**Material for this exercise**
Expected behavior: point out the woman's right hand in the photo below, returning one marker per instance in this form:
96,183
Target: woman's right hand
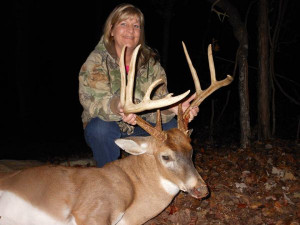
128,118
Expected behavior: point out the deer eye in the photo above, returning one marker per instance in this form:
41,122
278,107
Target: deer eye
166,157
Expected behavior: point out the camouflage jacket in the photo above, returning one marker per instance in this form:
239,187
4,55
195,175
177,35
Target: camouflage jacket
99,84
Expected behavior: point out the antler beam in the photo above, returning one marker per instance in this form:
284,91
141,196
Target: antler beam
126,95
215,85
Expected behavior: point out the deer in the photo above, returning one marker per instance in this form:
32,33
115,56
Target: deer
128,191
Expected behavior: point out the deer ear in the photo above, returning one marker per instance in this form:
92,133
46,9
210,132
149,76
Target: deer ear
189,132
134,145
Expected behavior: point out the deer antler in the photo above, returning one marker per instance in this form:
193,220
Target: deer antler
126,98
203,94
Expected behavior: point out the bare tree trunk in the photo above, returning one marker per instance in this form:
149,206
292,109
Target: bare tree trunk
241,35
263,73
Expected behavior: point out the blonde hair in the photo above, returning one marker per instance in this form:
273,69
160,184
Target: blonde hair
120,13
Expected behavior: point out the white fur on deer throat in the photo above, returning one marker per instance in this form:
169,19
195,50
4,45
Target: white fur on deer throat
169,187
12,207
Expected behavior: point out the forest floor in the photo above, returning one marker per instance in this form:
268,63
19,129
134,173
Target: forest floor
255,186
259,185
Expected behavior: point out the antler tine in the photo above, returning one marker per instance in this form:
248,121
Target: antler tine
193,71
146,103
123,77
215,85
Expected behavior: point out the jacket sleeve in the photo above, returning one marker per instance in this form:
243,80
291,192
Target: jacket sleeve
95,90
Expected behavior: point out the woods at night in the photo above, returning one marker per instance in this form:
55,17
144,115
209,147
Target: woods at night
246,136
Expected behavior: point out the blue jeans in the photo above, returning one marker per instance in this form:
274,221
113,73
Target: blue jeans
100,135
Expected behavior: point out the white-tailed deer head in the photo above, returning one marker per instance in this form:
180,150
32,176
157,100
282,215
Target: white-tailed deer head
129,191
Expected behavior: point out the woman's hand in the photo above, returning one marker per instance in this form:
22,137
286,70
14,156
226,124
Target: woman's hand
128,118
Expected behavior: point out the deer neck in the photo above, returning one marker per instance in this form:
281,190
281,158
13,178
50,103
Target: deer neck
144,170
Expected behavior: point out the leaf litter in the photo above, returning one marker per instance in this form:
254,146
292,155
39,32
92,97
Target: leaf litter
258,185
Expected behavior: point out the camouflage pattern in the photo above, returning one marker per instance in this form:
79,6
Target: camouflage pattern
99,83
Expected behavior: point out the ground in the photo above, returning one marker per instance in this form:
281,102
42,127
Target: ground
254,186
259,185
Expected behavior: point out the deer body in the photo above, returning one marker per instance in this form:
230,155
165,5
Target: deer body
128,191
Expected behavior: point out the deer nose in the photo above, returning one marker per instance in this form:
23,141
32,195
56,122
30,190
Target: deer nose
199,192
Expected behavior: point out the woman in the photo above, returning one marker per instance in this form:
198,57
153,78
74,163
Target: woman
99,85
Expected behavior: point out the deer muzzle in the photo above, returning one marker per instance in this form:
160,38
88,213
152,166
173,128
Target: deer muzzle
199,191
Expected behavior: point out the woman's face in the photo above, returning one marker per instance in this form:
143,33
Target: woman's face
127,33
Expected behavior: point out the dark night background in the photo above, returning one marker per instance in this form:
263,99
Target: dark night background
46,42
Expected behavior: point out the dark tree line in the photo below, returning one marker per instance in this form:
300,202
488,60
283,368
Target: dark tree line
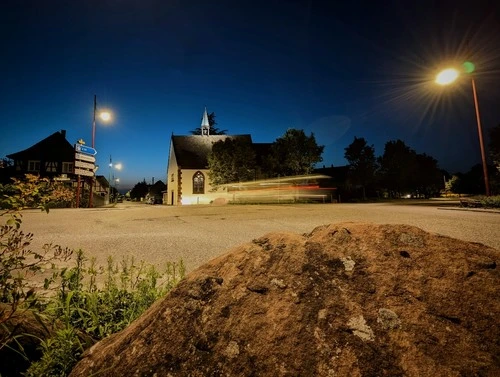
398,171
235,160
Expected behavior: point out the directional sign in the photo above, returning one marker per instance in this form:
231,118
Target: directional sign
84,149
84,157
87,173
85,165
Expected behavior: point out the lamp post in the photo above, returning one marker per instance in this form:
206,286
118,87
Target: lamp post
448,76
105,116
113,180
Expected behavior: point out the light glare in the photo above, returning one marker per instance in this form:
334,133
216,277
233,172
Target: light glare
105,116
447,76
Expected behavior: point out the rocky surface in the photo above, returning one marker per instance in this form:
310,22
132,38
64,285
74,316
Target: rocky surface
345,300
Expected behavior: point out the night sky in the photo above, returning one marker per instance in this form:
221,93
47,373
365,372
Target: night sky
338,69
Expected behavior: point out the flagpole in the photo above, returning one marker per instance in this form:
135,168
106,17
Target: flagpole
93,146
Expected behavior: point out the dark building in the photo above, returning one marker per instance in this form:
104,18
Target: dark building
52,157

**What this task involves**
Starting at the line containing "Expected behavior: point out the light" and ending at the end of the listing, reproduce every line with the requests included, shifting each answer coordinate by adding 7 to both of its numbers and leaving all other numbers unchanged.

**The response**
Expected behavior: point out the light glare in the photo above, returning one marker per instance in this form:
334,133
216,277
233,172
Target: light glare
112,123
454,83
Expected behavior: point out the rocky surface in the photo above, returning one marker per instance in this form:
310,22
132,38
64,285
74,316
Target: rocky surface
352,307
Expected behavior: point out the night sky in the photo above, returning one marker per instance in this form:
221,93
47,373
365,372
Target: night sky
345,76
Expected behavior: point out the flagpole in the photo above, returning one marker per instance in this form:
135,168
106,17
Target: flagpole
100,153
Expected behavior: point out the dark building in the photo above, returning one marker per instance in this form:
104,18
Target: dark building
59,164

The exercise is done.